* DATASET EXTRACT
——————

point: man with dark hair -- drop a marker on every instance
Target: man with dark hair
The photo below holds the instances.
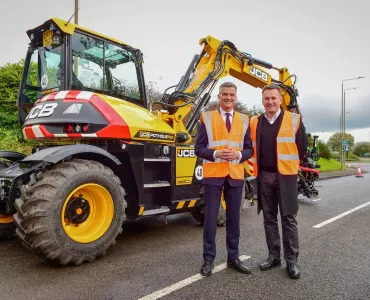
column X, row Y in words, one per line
column 280, row 142
column 224, row 143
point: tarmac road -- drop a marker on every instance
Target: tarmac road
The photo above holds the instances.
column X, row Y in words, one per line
column 151, row 256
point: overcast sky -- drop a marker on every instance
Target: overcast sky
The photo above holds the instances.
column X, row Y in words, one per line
column 322, row 42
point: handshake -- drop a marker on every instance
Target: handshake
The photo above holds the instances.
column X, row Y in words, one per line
column 227, row 154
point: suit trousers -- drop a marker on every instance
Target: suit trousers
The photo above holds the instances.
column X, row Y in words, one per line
column 270, row 200
column 212, row 196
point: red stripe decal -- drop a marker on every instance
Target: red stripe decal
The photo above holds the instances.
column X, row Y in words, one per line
column 74, row 135
column 118, row 127
column 72, row 95
column 45, row 132
column 29, row 132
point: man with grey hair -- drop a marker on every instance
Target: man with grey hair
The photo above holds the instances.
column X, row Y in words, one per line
column 280, row 143
column 224, row 143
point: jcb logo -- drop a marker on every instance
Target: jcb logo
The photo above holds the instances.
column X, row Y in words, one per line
column 144, row 134
column 42, row 110
column 185, row 153
column 258, row 73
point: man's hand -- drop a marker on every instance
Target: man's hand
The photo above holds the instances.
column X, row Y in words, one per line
column 227, row 154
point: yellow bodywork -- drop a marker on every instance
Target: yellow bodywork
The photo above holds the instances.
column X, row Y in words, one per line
column 185, row 165
column 69, row 28
column 140, row 120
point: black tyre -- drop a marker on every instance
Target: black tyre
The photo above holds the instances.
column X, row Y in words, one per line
column 199, row 213
column 71, row 213
column 7, row 226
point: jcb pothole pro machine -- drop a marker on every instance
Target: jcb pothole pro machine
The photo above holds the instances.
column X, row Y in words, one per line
column 105, row 156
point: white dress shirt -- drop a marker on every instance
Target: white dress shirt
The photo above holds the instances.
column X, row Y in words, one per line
column 274, row 117
column 223, row 115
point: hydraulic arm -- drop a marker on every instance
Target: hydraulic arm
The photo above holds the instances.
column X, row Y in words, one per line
column 216, row 60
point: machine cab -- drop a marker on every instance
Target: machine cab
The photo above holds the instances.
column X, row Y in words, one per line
column 63, row 56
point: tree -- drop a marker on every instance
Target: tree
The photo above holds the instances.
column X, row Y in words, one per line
column 10, row 77
column 335, row 141
column 324, row 150
column 361, row 148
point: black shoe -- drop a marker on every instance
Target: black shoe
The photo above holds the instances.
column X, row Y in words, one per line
column 292, row 270
column 207, row 268
column 270, row 263
column 238, row 265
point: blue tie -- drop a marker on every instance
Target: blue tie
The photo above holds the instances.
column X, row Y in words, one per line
column 228, row 124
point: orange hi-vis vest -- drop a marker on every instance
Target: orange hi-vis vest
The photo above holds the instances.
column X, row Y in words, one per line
column 287, row 151
column 219, row 138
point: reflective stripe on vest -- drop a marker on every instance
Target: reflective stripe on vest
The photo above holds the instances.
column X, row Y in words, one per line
column 219, row 138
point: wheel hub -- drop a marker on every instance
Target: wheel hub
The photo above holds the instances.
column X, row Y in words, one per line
column 78, row 210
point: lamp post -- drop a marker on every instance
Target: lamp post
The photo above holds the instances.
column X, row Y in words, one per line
column 342, row 120
column 344, row 109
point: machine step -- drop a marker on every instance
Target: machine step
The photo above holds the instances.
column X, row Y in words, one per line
column 157, row 211
column 156, row 184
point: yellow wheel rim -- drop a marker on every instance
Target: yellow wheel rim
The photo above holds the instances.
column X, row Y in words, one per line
column 87, row 213
column 223, row 202
column 5, row 219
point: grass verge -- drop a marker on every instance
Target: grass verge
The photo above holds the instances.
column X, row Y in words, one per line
column 327, row 165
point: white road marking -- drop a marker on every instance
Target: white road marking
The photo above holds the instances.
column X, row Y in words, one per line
column 185, row 282
column 341, row 215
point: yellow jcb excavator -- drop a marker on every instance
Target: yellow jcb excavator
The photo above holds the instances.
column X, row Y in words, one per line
column 105, row 157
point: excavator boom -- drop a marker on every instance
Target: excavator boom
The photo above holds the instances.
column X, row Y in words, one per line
column 217, row 60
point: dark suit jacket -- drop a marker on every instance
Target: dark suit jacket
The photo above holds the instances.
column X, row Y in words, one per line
column 201, row 150
column 287, row 183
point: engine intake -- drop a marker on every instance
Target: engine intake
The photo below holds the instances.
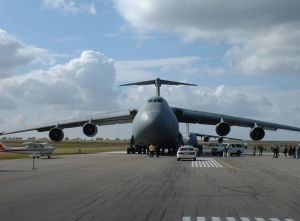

——————

* DIRECTIONS
Leave the pictures out and output the rest of the listing exactly.

* SOLUTION
point: man with dark hair -- drop a marker on every instance
Target: man with dark hair
The photo below holds the instances.
column X, row Y in words, one per line
column 280, row 142
column 224, row 143
point: tarmac road -- drop a marker on every instance
Target: tarmac road
The photo above holds the instances.
column X, row Y in words, one per line
column 151, row 256
point: overcast sky -- drop a marker on every instance
Target: overcast sky
The photo above holds the instances.
column X, row Y in words, one per line
column 322, row 42
point: handshake -- drop a marker on every instance
Target: handshake
The photo above holds the instances.
column X, row Y in words, one per line
column 227, row 154
point: suit trousers -- drop a marker on every instance
Target: suit trousers
The photo above holds the instances.
column X, row Y in words, one per line
column 270, row 200
column 212, row 196
point: red stripe decal -- drop a marker on every instance
Target: red stripe decal
The photo above holds the instances.
column X, row Y in words, one per line
column 74, row 135
column 118, row 127
column 72, row 95
column 45, row 132
column 29, row 132
point: man with grey hair -- drop a marker on every instance
Target: man with grey hair
The photo above holds the instances.
column X, row Y in words, one per line
column 280, row 143
column 224, row 143
point: jcb logo -- drop a marker on every instance
Target: jcb logo
The photo above holds the instances.
column X, row Y in words, one per line
column 144, row 134
column 42, row 110
column 185, row 153
column 258, row 73
point: man's hand -- drop a marker on every instance
Target: man's hand
The photo above holds the instances.
column X, row Y in words, one per line
column 227, row 154
point: yellow bodywork -- drop a marker on every instance
Target: yellow bodywork
The photo above holds the instances.
column X, row Y in words, one per line
column 185, row 165
column 69, row 28
column 140, row 120
point: black tyre -- drop a marker on every instance
Target: black tyre
The photo above holds the instances.
column X, row Y in words, one per line
column 199, row 213
column 71, row 213
column 7, row 226
point: jcb pothole pro machine -- drop a marker on every instance
Target: jcb pothole pro machine
The photo above holds the instances.
column X, row Y in words, one per line
column 105, row 156
point: white dress shirt -- drop a marker on every instance
Target: white dress shirt
The photo above holds the instances.
column X, row Y in words, one per line
column 274, row 117
column 223, row 115
point: hydraulic arm -- drop a marker on every instance
Target: hydraulic arm
The photo above holds the instances.
column X, row Y in words, one per line
column 216, row 60
point: machine cab -- drop a marker on every instance
Target: machine cab
The photo above holds the instances.
column X, row Y in words, one per line
column 63, row 56
point: tree -- drop a marker on every instance
Target: tree
The photo above holds the instances.
column X, row Y in words, one per line
column 10, row 77
column 335, row 141
column 324, row 150
column 361, row 148
point: black shoe -- drop a marker on every instance
Target: black shoe
The photo above holds the instances.
column X, row Y in words, one per line
column 292, row 270
column 207, row 268
column 270, row 263
column 238, row 265
point: blue tie -- drop a marker on every instance
Target: blue tie
The photo above holds the instances.
column X, row Y in words, one per line
column 228, row 124
point: orange hi-vis vest -- drop a marker on every instance
Target: orange hi-vis vest
The photo above holds the instances.
column X, row Y in words, one per line
column 287, row 151
column 219, row 138
point: reflective stripe on vest -- drop a marker on every instance
Target: reflective stripe on vest
The photo above holds the instances.
column X, row Y in words, one per line
column 219, row 138
point: wheel hub -- drop a marker on every instance
Target: wheel hub
The photo above holds the instances.
column X, row Y in words, one per line
column 78, row 210
point: lamp post -- drop a marker on every instance
Target: lamp post
The photo above holds the instances.
column X, row Y in words, one per line
column 342, row 120
column 344, row 109
point: machine step -- drop a marker on every instance
Target: machine step
The photo above holds the instances.
column X, row Y in words, one per line
column 157, row 211
column 156, row 184
point: yellow wheel rim -- drop a marker on every instance
Target: yellow wheel rim
The photo above holds the instances.
column X, row Y in words, one per line
column 87, row 213
column 223, row 202
column 5, row 219
point: grass verge -- drop a marker on every instance
Target: grass verge
The photo above holds the instances.
column X, row Y in words, one per line
column 327, row 165
point: white road marking -- drop a marker on every instance
Target: white road marking
The photo above holds the instances.
column X, row Y in words, one per line
column 185, row 282
column 341, row 215
point: yellow jcb excavator -- drop a marker on every instance
Target: yellow jcb excavator
The photo above holds the instances.
column X, row Y in words, one per line
column 105, row 157
point: excavator boom -- drop a marker on every instance
Target: excavator boom
The photo above holds the instances.
column X, row Y in words, one per line
column 217, row 60
point: dark suit jacket -- drop a marker on every instance
Target: dark suit jacket
The photo above holds the instances.
column X, row Y in words, one per line
column 201, row 150
column 287, row 183
point: engine intake -- drop a marker on every instance
Target: engine intake
The photo below holds the instances.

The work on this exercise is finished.